#### Problem details
Copy out each of the following rows word for word, leaving nothing out and changing nothing.

───

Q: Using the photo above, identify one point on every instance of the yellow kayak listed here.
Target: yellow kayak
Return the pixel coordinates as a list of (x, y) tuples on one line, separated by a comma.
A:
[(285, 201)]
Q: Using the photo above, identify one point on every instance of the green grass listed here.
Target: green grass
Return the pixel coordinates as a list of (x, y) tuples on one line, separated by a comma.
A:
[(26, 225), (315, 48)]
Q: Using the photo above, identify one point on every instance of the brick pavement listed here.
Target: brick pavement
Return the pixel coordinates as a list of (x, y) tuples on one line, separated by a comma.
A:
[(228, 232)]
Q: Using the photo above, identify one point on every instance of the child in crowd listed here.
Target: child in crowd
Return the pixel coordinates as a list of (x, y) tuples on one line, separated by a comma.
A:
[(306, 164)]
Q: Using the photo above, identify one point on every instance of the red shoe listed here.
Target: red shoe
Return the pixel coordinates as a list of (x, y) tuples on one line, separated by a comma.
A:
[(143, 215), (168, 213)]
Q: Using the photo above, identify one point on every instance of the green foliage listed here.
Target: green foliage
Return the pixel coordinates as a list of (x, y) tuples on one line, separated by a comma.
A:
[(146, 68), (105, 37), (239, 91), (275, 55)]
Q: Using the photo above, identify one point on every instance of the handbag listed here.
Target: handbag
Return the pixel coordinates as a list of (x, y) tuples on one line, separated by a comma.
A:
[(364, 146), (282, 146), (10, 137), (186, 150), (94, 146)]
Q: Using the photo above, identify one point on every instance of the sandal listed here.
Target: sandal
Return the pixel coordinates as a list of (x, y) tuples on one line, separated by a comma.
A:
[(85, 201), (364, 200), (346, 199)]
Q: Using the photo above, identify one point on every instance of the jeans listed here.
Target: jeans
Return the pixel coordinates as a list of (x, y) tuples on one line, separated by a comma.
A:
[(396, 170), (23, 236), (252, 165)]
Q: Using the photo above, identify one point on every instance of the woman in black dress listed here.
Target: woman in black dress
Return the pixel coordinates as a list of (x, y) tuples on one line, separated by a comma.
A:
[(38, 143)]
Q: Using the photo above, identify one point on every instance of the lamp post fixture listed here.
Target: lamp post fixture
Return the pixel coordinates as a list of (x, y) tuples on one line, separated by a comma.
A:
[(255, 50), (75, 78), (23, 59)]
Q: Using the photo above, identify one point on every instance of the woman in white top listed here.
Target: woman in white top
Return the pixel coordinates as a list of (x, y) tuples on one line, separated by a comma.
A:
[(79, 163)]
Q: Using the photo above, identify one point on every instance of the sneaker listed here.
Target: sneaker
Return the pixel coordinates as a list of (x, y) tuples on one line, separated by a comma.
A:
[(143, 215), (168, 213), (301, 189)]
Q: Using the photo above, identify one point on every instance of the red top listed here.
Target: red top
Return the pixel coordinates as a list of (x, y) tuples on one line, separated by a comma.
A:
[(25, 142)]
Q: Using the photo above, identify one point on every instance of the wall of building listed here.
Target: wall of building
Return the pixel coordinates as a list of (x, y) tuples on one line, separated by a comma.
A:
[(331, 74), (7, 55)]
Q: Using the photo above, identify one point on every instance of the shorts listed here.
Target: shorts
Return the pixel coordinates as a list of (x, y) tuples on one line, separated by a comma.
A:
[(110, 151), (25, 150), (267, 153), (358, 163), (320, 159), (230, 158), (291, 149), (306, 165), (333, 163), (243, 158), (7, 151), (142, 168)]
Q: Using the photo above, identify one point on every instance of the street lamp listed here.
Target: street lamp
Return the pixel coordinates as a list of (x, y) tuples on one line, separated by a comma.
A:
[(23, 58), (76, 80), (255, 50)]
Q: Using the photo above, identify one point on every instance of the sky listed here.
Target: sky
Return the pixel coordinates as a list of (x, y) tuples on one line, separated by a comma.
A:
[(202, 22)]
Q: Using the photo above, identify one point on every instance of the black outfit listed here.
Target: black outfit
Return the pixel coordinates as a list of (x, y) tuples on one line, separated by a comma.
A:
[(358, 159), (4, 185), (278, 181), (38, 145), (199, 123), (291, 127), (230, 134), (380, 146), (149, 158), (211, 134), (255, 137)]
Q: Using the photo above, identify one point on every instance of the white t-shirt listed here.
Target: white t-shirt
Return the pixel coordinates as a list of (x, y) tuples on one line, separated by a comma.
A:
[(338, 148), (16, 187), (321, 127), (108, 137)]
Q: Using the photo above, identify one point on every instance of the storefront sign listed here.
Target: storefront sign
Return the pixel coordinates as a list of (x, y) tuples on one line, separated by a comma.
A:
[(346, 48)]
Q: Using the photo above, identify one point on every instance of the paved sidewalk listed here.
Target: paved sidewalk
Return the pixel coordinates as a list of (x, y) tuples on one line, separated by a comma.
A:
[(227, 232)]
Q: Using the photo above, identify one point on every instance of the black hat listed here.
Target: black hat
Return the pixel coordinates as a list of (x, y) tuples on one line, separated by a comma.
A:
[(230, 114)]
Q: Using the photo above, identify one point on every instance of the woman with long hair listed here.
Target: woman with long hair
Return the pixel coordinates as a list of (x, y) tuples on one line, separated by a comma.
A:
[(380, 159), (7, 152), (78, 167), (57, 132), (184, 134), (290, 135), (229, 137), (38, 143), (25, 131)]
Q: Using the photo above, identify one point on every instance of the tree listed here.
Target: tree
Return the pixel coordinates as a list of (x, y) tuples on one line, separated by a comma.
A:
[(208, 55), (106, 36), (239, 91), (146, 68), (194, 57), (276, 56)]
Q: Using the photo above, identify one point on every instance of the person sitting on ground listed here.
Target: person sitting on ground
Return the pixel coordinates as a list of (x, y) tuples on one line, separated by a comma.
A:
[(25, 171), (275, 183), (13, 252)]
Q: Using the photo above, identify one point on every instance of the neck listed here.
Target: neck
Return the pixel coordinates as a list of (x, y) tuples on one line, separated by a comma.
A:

───

#### Response to the task
Q: Using the photo above, identify one point on every instance of the yellow kayak listed here.
Target: yellow kayak
Return the pixel coordinates as a list of (x, y) tuples on one line, separated by a comma.
A:
[(285, 201)]
Q: Using the photo above, identify one point on every instance of the green grass listed here.
Target: green grass
Return the pixel coordinates as a list of (x, y) tuples on one line, separated by a comma.
A:
[(26, 225), (315, 48)]
Q: Using the photo above, identify one point on every instance of the brick pavement listed here.
Target: brick pavement
Return the pixel coordinates as a list of (x, y) tuples on one line, separated by a comma.
A:
[(228, 232)]
Q: Using the photo above, identify one point on every instance of the child in crowd listed here.
Target: child in crowd
Return the pixel coordinates as a list of (x, y) tuples on one line, separated by a comma.
A:
[(306, 164)]
Q: Using the photo above, identify one point on every instance of the red shoe listed here.
Target: red shoe
Return the pixel coordinates as a list of (x, y) tuples on one line, separated by a comma.
A:
[(143, 215), (168, 213)]
Q: Using the photo above, identify one point on every instance of the green foliage listed here.
Target: green foliage
Return the pixel coordinates as a list of (x, y) tuples on one line, separated by a comma.
A:
[(146, 68), (105, 37), (239, 91), (275, 55)]
Q: Using the photo above, identify one point on every instance of the handbag listed here.
Target: handbag
Return the pixel coordinates as a list of (x, y) tuples on one line, separated by a comma.
A:
[(364, 146), (282, 146), (10, 137), (186, 150), (94, 146)]
Q: Using the photo above, identify one point on every instance of the sandal listed here.
Target: sandal
Return the pixel coordinates as a list of (x, y) tuples on one line, separated by a comma.
A:
[(85, 201), (364, 200), (346, 199)]
Q: Using the photo above, identify one point on every instance of the jeans listed here.
Target: jeans
Return the pixel coordinates as a list of (x, y) tuples on one line, separated by a comma.
A:
[(396, 170), (23, 236), (252, 165)]
Q: Using the photo above, identify one point on every instance of the woman in black dress listed here.
Target: woman in black dress
Return the pixel coordinates as a list of (x, y) tuples on one line, separated by a comma.
A:
[(38, 143)]
Q: Using the photo above, identify one point on every instance of the lamp post fixture listed here.
Target: lamp post fixture
Return the pixel coordinates as a list of (x, y) tuples on one line, separated by a comma.
A:
[(255, 50), (75, 78), (23, 59)]
Q: Using the photo above, identify one point on every instance of the woman in white top listed here.
Target: woman in white top
Return the pixel coordinates as a list of (x, y) tuples on one line, separated by a comma.
A:
[(79, 163)]
Q: Using the photo above, identify one point on every instance of the sneaker listed here.
Target: sneaker
Return the pixel coordinates as a list of (x, y) tuples on one line, separated by a comma.
A:
[(143, 215), (168, 213), (301, 189)]
Q: Using the photo above, identify one point on every instance of the red top listed here.
Target: red top
Return the pixel coordinates as a list of (x, y) tuples on one line, separated by a comma.
A:
[(25, 142)]
Q: Using the photo above, identify one point on every instance of the wall of building listed here.
Target: wall of building
Return the pixel coordinates as a list of (x, y) tuples on one line, separated by a comma.
A:
[(331, 74), (7, 55)]
Q: Using the photo above, identify one point on every instance of the shorts listed here.
Target: shorts
Return the pixel coordinates as a list of (x, y) tuples on one line, separated by a comma.
A:
[(110, 151), (25, 150), (267, 153), (358, 163), (320, 159), (230, 158), (291, 149), (306, 165), (333, 163), (243, 158), (7, 151), (142, 168)]
Q: Using the photo above, identify one point on every instance of the street lamp listed here.
Target: street lamp
Return the pixel coordinates as a list of (x, y) tuples on one line, separated by a comma.
A:
[(23, 58), (76, 80), (255, 50)]
Q: Using the photo above, identify one point on every instance of the sky listed here.
Target: sky
Return the pixel coordinates as a list of (x, y) tuples on one line, separated by a comma.
A:
[(202, 22)]
Q: Using the photo above, identify one point on every instance of the black outfit listed here.
Target: black outfit
Return the pixel coordinates as a list of (x, y) tuples on one line, separated by a comma.
A:
[(358, 159), (4, 185), (278, 181), (38, 145), (199, 123), (291, 127), (230, 134), (380, 146), (149, 158), (211, 134), (255, 137)]
Q: Using the photo above, identify one point on every instance of the white t-shirt listed here.
Target: white t-shirt
Return the pixel coordinates as a list of (x, y) tuples on one line, separated by a comma.
A:
[(338, 148), (16, 187), (321, 127), (108, 137)]
Q: Using the photo above, identify one point on every instance of the storefront sign listed here.
Target: storefront sign
Return the pixel coordinates as a list of (x, y) tuples on one line, separated by a comma.
A:
[(346, 48)]
Q: Using the photo above, identify one point on every instance of the paved sidewalk listed here.
Target: paved sidewalk
Return the pixel coordinates as a list of (x, y) tuples on one line, separated by a comma.
A:
[(227, 232)]
Q: Using the photo above, identify one point on every instance of the black hat listed here.
Target: black hat
Return the pixel coordinates as a list of (x, y) tuples on one line, separated by a comma.
A:
[(230, 114)]
Q: Using the photo above, identify one point on every instance of the woman with long hair listed here.
Target: woman with long hair
Return the pixel coordinates as a list of (x, y) tuples on one line, separated by a comma.
A:
[(380, 159), (7, 152), (78, 167), (57, 132), (184, 134), (290, 135), (229, 137), (38, 143), (25, 131)]
Q: Using the photo above, identify one point on every instance of the tree listed here.
Target: tree
Return the pixel coordinates as a list of (x, y) tuples on one line, separated by a comma.
A:
[(208, 55), (106, 36), (239, 91), (146, 68), (194, 57), (276, 56)]
Q: Using the photo above, identify one point on every instance of the person sitting on ground listed here.
Target: person sitting on ground
Return the pixel coordinates as a list of (x, y) tuples on one line, separated by a comma.
A:
[(25, 171), (275, 183), (13, 252)]
Q: Using the photo above, identify one point on every instance of the neck listed here.
Target: neck
Return the pixel coordinates as a list of (x, y) tuples on one line, separated by a comma.
A:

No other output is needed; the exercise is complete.